Excerpt from a dataset
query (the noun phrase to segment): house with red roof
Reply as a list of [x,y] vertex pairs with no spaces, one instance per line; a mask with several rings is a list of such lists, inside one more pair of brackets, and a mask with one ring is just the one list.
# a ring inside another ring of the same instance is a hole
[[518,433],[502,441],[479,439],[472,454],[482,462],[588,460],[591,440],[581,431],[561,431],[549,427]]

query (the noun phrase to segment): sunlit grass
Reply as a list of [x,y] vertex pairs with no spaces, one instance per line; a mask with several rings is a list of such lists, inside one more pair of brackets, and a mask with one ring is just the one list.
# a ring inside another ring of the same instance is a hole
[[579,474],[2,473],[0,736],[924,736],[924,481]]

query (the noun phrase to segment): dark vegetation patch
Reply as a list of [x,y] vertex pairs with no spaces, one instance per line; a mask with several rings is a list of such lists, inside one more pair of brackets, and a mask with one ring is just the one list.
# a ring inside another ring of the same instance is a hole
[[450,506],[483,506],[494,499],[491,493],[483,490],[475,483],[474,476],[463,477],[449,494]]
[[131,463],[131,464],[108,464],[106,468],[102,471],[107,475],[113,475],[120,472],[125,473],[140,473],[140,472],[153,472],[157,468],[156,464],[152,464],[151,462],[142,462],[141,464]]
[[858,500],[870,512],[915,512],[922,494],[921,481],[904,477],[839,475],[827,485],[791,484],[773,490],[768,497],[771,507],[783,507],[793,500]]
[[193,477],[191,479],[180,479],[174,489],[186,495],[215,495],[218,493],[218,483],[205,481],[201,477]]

• TASK DIRECTIONS: Reproduce the items from the line containing "query (the noun phrase to segment): dark" up to and including the final line of the items, requests included, shifting every vertex coordinate in the answers by -59.

• TASK OUTPUT:
query (the noun phrase to segment): dark vegetation patch
Reply as a list of [x,y] vertex pairs with no spaces, one instance per line; a mask with several rings is a list of such lists, inside one more pair of brackets, and a mask with one ring is just the one list.
# a ring inside another ring of the same instance is a hole
[[391,447],[424,447],[435,440],[432,434],[424,431],[416,424],[415,417],[404,418],[390,435]]
[[72,404],[72,405],[49,405],[47,409],[43,412],[48,416],[54,416],[61,413],[66,414],[81,414],[81,413],[94,413],[98,409],[97,405],[93,405],[92,403],[83,403],[82,405]]
[[799,441],[811,453],[856,453],[863,435],[862,422],[845,418],[780,416],[768,426],[732,425],[714,431],[709,438],[712,448],[724,448],[734,441]]
[[134,418],[132,420],[121,420],[115,430],[127,436],[156,436],[159,434],[159,424],[146,422],[142,418]]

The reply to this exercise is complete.